***** DATASET
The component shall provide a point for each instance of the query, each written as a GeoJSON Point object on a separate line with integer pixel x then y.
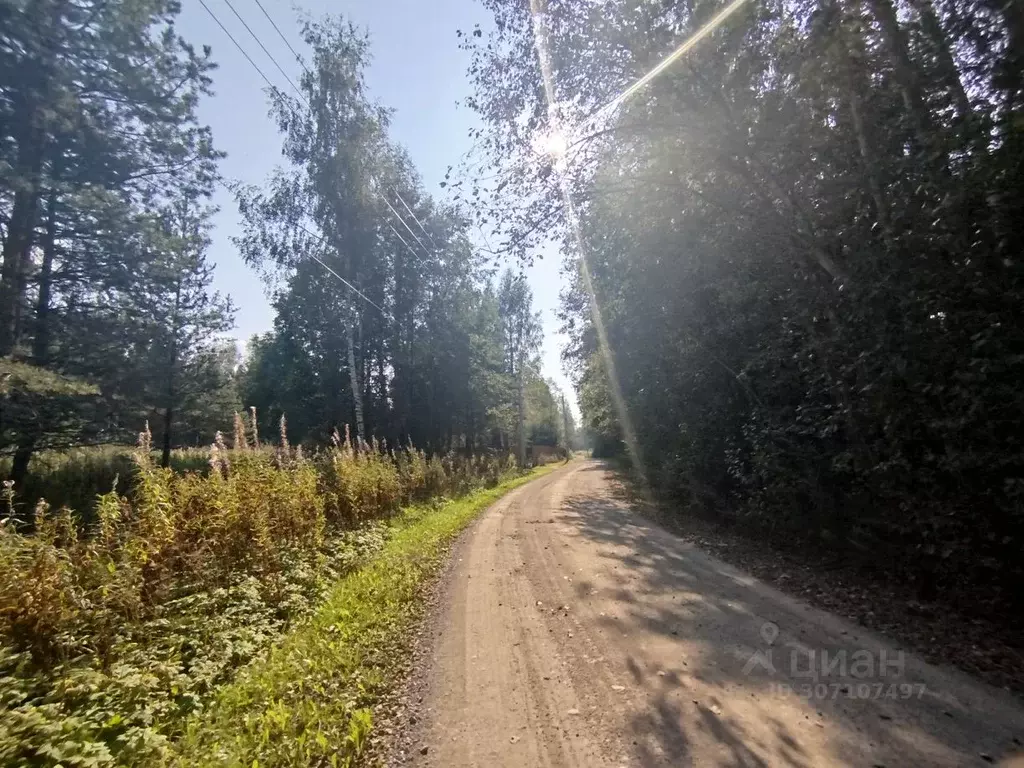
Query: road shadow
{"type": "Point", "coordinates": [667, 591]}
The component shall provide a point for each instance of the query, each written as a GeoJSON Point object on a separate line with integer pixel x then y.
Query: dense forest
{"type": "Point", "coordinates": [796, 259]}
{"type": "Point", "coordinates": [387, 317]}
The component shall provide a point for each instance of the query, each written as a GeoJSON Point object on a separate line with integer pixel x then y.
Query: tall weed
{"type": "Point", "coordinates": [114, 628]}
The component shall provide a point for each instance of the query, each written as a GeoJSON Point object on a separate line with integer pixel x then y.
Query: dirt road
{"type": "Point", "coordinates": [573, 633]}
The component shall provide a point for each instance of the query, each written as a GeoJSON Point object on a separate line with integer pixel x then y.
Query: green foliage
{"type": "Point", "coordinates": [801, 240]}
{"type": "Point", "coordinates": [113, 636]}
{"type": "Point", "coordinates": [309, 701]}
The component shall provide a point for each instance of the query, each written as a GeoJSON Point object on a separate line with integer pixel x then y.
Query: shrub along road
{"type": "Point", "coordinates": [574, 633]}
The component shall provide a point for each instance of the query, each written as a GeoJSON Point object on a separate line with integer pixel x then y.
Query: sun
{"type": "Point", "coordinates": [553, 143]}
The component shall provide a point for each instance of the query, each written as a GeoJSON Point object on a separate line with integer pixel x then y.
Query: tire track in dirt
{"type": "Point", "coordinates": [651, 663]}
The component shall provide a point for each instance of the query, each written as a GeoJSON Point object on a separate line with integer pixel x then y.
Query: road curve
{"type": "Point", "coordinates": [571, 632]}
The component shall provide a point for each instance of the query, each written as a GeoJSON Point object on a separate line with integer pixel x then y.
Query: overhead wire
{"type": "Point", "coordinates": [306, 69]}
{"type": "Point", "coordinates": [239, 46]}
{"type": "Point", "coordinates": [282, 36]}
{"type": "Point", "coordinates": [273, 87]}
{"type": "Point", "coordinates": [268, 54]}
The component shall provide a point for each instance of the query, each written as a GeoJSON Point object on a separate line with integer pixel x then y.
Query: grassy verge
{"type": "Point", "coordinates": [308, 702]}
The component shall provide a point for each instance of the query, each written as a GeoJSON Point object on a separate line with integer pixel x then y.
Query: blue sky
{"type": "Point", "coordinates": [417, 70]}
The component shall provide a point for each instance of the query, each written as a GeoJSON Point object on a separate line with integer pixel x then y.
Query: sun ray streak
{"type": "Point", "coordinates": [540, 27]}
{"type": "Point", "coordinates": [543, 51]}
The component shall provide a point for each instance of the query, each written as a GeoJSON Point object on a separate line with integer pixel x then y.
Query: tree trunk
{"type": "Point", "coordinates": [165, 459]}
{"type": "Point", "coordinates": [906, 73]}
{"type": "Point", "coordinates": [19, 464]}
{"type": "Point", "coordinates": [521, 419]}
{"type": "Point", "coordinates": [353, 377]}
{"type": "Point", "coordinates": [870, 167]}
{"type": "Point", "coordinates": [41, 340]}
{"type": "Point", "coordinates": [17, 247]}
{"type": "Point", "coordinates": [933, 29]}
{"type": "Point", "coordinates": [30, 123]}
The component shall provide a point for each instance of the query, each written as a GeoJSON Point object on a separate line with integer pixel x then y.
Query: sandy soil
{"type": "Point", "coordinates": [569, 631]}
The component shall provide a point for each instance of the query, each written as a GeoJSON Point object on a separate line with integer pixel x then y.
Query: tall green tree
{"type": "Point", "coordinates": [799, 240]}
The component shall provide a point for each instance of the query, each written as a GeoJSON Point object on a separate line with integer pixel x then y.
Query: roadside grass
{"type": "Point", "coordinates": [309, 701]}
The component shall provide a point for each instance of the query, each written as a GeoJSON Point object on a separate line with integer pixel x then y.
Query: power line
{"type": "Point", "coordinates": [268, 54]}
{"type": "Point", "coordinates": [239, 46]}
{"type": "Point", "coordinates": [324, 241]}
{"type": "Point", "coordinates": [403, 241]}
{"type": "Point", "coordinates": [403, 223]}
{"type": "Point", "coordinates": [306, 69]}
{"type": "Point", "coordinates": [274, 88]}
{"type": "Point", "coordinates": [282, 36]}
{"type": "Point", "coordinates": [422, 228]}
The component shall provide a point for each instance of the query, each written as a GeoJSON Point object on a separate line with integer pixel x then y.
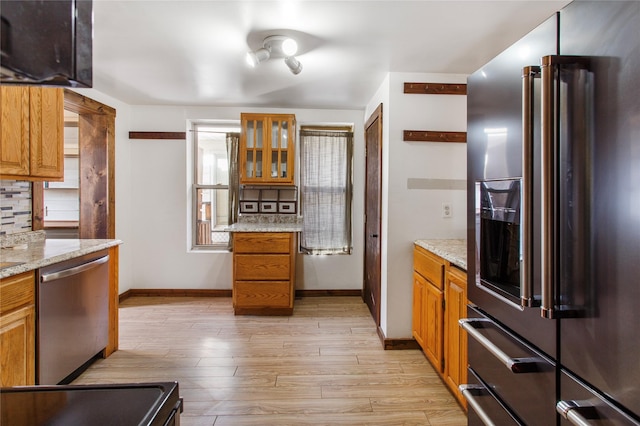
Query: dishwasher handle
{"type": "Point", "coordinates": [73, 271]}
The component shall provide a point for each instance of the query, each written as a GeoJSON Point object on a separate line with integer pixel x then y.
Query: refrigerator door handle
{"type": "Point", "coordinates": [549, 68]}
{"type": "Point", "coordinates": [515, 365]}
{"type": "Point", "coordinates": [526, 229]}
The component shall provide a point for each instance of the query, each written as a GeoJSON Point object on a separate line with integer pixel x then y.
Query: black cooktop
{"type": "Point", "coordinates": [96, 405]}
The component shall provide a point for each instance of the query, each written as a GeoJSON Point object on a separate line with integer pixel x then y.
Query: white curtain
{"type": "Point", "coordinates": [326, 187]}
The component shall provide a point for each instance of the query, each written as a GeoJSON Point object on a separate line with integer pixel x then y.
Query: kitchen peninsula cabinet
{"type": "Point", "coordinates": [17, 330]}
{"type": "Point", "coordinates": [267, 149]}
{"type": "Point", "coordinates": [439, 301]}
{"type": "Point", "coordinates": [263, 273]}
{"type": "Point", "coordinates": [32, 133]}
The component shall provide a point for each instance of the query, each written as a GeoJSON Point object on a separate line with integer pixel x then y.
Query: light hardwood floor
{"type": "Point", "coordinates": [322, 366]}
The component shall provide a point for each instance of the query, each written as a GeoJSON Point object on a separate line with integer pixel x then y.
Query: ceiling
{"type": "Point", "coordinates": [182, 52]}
**********
→ ABOUT THIS TASK: Line by line, print the records exactly, leaving the pictures behind.

→ ANSWER BOX:
The component shall provide a point for each instance of the query, each written as a GeoJSON Point object on a separate line with integer pixel x then y.
Query: road shadow
{"type": "Point", "coordinates": [667, 591]}
The component shall provide a point for each instance of the query, each written as a GeoJSON Point object on a separate line with integer pixel x then y.
Query: dense forest
{"type": "Point", "coordinates": [796, 259]}
{"type": "Point", "coordinates": [387, 317]}
The component shall provide a point for each instance of the query, each written as a GeoJSON Point object on a separate line with integer pixel x then y.
Query: tall weed
{"type": "Point", "coordinates": [114, 628]}
The component shall provide a point for each instance of the query, each written as a GeoJSON Point object on a separate line with integer pixel x then y.
Query: dirt road
{"type": "Point", "coordinates": [573, 633]}
The component shall provide a point for each instance of the query, each written as a GeoJSON Point object on a separate line with integer pixel x then y.
Query: green foliage
{"type": "Point", "coordinates": [801, 240]}
{"type": "Point", "coordinates": [113, 636]}
{"type": "Point", "coordinates": [309, 701]}
The component shall provide a point for each instance of the query, each written as a GeoJSON Point object on a separate line with integer pixel x then y.
Query: shrub along road
{"type": "Point", "coordinates": [574, 633]}
The component shall provide a point for each instance of the query, each written as a GeoJSON Point object on a separate line with integer pixel x then y.
Query: sun
{"type": "Point", "coordinates": [553, 143]}
The component shall provide a point for each instance of the query, each written as a GeoJSON Point object on a separate line with integer pixel x then y.
Query: tire track in dirt
{"type": "Point", "coordinates": [651, 663]}
The component shall provide a point for each instance of the query, each written as a GeoJSON Point object on a separate line with integer pixel x then y.
Query: road curve
{"type": "Point", "coordinates": [571, 632]}
The component shall provide a point for each instance of the query, each written as a GeoJSON Point object on a separate line with integer pixel x then y.
Query: overhead wire
{"type": "Point", "coordinates": [306, 69]}
{"type": "Point", "coordinates": [239, 46]}
{"type": "Point", "coordinates": [282, 36]}
{"type": "Point", "coordinates": [273, 87]}
{"type": "Point", "coordinates": [268, 54]}
The component shall provide a point for each instance of the query, each written as a GeoJSON Point object on a separate line with integer pixel x then y.
Query: grassy verge
{"type": "Point", "coordinates": [308, 702]}
The component shall provide a point for each instance of the query, each written as a GeoJSON Point object on a separate line with integer pixel x then y.
Query: blue sky
{"type": "Point", "coordinates": [417, 70]}
The component shall provide a point for each instance of the query, each written as a GeoJSON Point object on a separate line with integer pixel x then y.
Query: sun ray streak
{"type": "Point", "coordinates": [540, 27]}
{"type": "Point", "coordinates": [543, 51]}
The component shall provide a point for each instance of the query, each written as a GeoJSON Point object on a separate line with integer pixel x then y.
Query: tree trunk
{"type": "Point", "coordinates": [165, 459]}
{"type": "Point", "coordinates": [906, 73]}
{"type": "Point", "coordinates": [19, 464]}
{"type": "Point", "coordinates": [521, 419]}
{"type": "Point", "coordinates": [353, 377]}
{"type": "Point", "coordinates": [870, 167]}
{"type": "Point", "coordinates": [41, 340]}
{"type": "Point", "coordinates": [17, 247]}
{"type": "Point", "coordinates": [933, 29]}
{"type": "Point", "coordinates": [30, 123]}
The component shall provide a point for each instance of the query, each written as a GeoJSON Point object on a separate line with integer pixel x then y.
Query: sandy soil
{"type": "Point", "coordinates": [569, 631]}
The component shall provide a point for each instance of the query, each written as a GeoJSON Point object on a separate line with integer pixel x then y.
Query: tall green tree
{"type": "Point", "coordinates": [799, 240]}
The component shall provide a point for each instance of the query, each written as a GeoJSON Point object on a separate line with integer pixel x then y.
Query: roadside grass
{"type": "Point", "coordinates": [309, 701]}
The component shall provide a point for each instance of the query, each written as a GeoJSON Point object on a separate line with integer pixel x then y.
Query: power line
{"type": "Point", "coordinates": [268, 54]}
{"type": "Point", "coordinates": [239, 46]}
{"type": "Point", "coordinates": [324, 241]}
{"type": "Point", "coordinates": [403, 241]}
{"type": "Point", "coordinates": [403, 223]}
{"type": "Point", "coordinates": [306, 69]}
{"type": "Point", "coordinates": [274, 88]}
{"type": "Point", "coordinates": [282, 36]}
{"type": "Point", "coordinates": [422, 228]}
The component shall provide a point for each instance of the query, each written as a GeoJSON Point object on a separate line with integer pixel x then y.
Query: dishwasher handle
{"type": "Point", "coordinates": [73, 271]}
The component shall provide a point for each instance of the query, each written as a GeoJSON Point object on a separate line with integer pixel x then y.
Query: refrigerator door handle
{"type": "Point", "coordinates": [549, 68]}
{"type": "Point", "coordinates": [515, 365]}
{"type": "Point", "coordinates": [526, 229]}
The component shall provide a point for each instance of the query, each written as a GeoJSON Point object on a separate line with integer pixel x then y.
Query: black cooktop
{"type": "Point", "coordinates": [96, 405]}
The component shall provide a point for each instance of the query, each written as a GeoJSON Point object on a separate line with integer pixel x then y.
Query: white curtain
{"type": "Point", "coordinates": [326, 187]}
The component shall provide a point for each instance of the query, each written as a GeoJSON Point object on a separate line with integer pixel x then y.
Query: kitchen peninsula cabinet
{"type": "Point", "coordinates": [17, 330]}
{"type": "Point", "coordinates": [267, 149]}
{"type": "Point", "coordinates": [439, 301]}
{"type": "Point", "coordinates": [263, 273]}
{"type": "Point", "coordinates": [32, 133]}
The component shall provide a point for each instance of the query, each written as a GeoJSON Point object on a separate line with integer pixel x then y.
Query: light hardwood floor
{"type": "Point", "coordinates": [322, 366]}
The component shall provide a point for each instance of the query, each written as a GeoJSON Point object on a separate line with integer pixel x then y.
Query: ceiling
{"type": "Point", "coordinates": [182, 52]}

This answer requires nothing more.